WHAT TO PRODUCE >> Starting at the line that holds "Tag every instance of the windshield in", copy every line exactly through the end of the data, and no others.

[Image point annotation entries]

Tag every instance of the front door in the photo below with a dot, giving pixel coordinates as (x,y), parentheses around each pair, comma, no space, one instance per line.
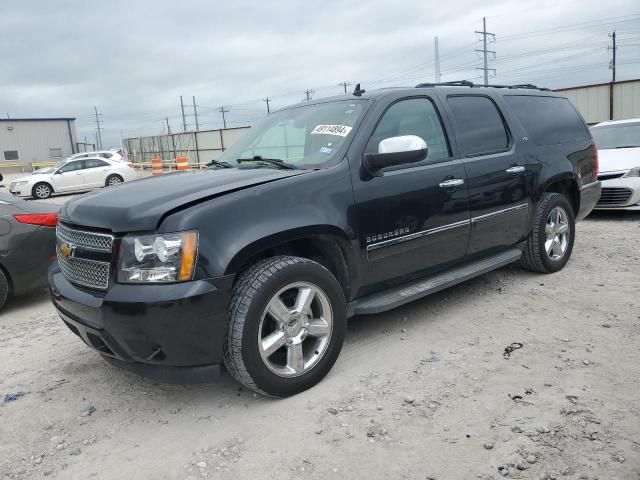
(499,180)
(69,177)
(414,218)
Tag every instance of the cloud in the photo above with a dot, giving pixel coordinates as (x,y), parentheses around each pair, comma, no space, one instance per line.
(133,59)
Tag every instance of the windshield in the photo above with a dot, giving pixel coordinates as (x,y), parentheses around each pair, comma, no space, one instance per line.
(617,136)
(309,136)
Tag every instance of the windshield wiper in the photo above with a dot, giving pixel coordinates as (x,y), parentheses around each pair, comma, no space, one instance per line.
(217,164)
(272,161)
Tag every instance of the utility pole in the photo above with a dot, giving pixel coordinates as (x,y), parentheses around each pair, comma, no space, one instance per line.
(223,110)
(345,84)
(184,122)
(612,67)
(195,114)
(437,58)
(485,52)
(308,94)
(99,133)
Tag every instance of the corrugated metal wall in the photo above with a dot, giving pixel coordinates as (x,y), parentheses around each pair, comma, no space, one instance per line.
(598,103)
(33,139)
(200,147)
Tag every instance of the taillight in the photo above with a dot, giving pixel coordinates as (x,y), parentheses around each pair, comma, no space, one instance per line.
(42,219)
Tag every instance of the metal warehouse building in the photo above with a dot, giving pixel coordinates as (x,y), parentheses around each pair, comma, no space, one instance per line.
(24,141)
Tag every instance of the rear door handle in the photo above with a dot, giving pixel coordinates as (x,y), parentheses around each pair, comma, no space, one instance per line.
(454,182)
(515,170)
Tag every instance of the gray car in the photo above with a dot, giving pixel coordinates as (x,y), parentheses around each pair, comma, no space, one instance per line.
(27,244)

OUTPUT FOR THIS EXERCISE >>
Tag every instance of the windshield in the photo above with a dot, giving pixel coordinates as (x,y), parentheses around each pair, comma, no space, one instance per line.
(617,136)
(309,136)
Tag every instance of the windshield wiper in the photo above with a dot, giving pixel coordinates as (x,y), parentheses around each pair, comma, no space, one instance per line.
(217,164)
(272,161)
Tag every instance of the utility pole in the photo above with a dot, giving pixel coordinates as (x,y), parentheses around each pair, comma, no space, one instance per line.
(223,110)
(345,84)
(184,122)
(612,67)
(195,114)
(437,58)
(485,52)
(308,94)
(99,133)
Tag every instance of the corrugated metal wall in the photo above with a dot, giving pixel coordinates as (x,y), parentheses around each pair, comma, no space, one instance per line.
(598,103)
(33,139)
(200,147)
Tag every instance of the taillight in the photo above with a dot, giving pixel coordinates as (x,y), parentheses around each pair, comma, no space, one instance per line.
(42,219)
Tag every instance of the metal warehouse building in the photo above with a dot, giving pixel coordinates as (x,y), parentheses around each pair, comma, no space, one instance per line.
(24,141)
Tag every instance of the rear door handle in the photo above with a dot, giving pixel coordinates as (x,y), parentheses around each pair, comma, no space, one instance per line.
(454,182)
(515,170)
Tag every instance of the gray car in the photo above with a dot, giving pixel coordinates as (x,y), parentheses around each pair, comma, no space, one instance per line.
(27,244)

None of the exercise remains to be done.